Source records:
-- Opening Marker --

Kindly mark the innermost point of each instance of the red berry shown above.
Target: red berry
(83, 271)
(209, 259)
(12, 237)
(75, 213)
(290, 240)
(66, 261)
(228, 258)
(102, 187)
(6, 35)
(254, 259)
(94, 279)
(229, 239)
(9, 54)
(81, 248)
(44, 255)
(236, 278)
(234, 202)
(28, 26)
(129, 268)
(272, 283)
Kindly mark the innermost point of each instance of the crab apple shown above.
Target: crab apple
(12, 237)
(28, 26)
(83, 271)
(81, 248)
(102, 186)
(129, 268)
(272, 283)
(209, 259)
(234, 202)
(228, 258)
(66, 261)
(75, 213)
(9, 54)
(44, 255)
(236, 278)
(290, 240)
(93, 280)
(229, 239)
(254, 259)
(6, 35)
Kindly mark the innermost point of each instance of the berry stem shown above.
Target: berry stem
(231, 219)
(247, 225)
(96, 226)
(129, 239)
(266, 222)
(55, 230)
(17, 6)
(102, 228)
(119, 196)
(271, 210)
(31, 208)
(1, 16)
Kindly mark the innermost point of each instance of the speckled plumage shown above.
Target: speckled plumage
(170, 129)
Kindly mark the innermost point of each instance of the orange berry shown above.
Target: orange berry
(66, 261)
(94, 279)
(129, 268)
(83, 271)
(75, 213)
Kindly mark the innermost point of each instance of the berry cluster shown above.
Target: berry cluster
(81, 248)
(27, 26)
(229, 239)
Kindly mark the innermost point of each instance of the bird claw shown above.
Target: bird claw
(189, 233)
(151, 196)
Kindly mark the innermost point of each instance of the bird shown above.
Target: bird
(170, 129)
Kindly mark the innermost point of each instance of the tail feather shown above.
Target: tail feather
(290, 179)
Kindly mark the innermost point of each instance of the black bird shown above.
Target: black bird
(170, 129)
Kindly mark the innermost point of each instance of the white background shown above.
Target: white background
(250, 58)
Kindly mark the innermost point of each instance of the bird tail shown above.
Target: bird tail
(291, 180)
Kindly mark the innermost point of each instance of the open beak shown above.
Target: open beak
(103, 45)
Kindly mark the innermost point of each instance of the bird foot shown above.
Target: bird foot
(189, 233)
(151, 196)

-- Closing Marker --

Set down each entry again, unchanged.

• **Reply**:
Kindly mark the innermost point of each instance of the red berry shown above.
Target: red berry
(83, 271)
(209, 259)
(12, 237)
(75, 213)
(290, 240)
(66, 261)
(228, 258)
(102, 187)
(6, 35)
(254, 259)
(94, 279)
(229, 239)
(9, 54)
(81, 248)
(44, 255)
(236, 278)
(234, 202)
(28, 26)
(129, 268)
(272, 283)
Kindly mark the innermost point of each instance of the crab apple shown above.
Target: crab apple
(12, 237)
(28, 26)
(83, 271)
(81, 248)
(102, 186)
(129, 268)
(272, 283)
(209, 259)
(234, 202)
(228, 258)
(66, 261)
(75, 213)
(9, 54)
(44, 255)
(236, 278)
(290, 240)
(93, 280)
(229, 239)
(254, 259)
(6, 35)
Kindly mark the innermost point of each instance of the berry stem shown above.
Target: berry stem
(231, 219)
(247, 225)
(96, 226)
(129, 239)
(266, 222)
(55, 230)
(17, 6)
(102, 228)
(119, 196)
(271, 210)
(31, 208)
(1, 16)
Kindly mark the innermost point of each instance of the speckled plumage shown above.
Target: speckled plumage
(170, 129)
Kindly mark the innermost point of each instance of the orange berry shown above.
Target: orange berry
(66, 261)
(94, 279)
(129, 268)
(83, 271)
(75, 213)
Kindly mark the innermost point of each instance of the berry cluster shown above.
Target: berry cluster
(81, 248)
(27, 26)
(229, 239)
Kindly mark the innermost point of each instance of the bird claw shown above.
Target: bird claw
(189, 233)
(151, 196)
Kindly mark the innermost point of each instance of the bird shown above.
Target: bird
(170, 129)
Kindly mark the innermost point of each instance of the tail feather shown above.
Target: tail feather
(290, 179)
Kindly mark the innermost point of each instance of the black bird shown above.
Target: black bird
(170, 129)
Kindly mark the innermost point of each instance of the white background shown above.
Target: white background
(250, 58)
Kindly mark the innermost point of each instance of the bird tail shown above.
Target: bird tail
(291, 180)
Kindly mark the innermost point of each instance of the open beak shown above.
Target: open beak
(103, 45)
Kindly mark the innermost point of each instance of the bird foot shown above.
Target: bird foot
(189, 233)
(151, 196)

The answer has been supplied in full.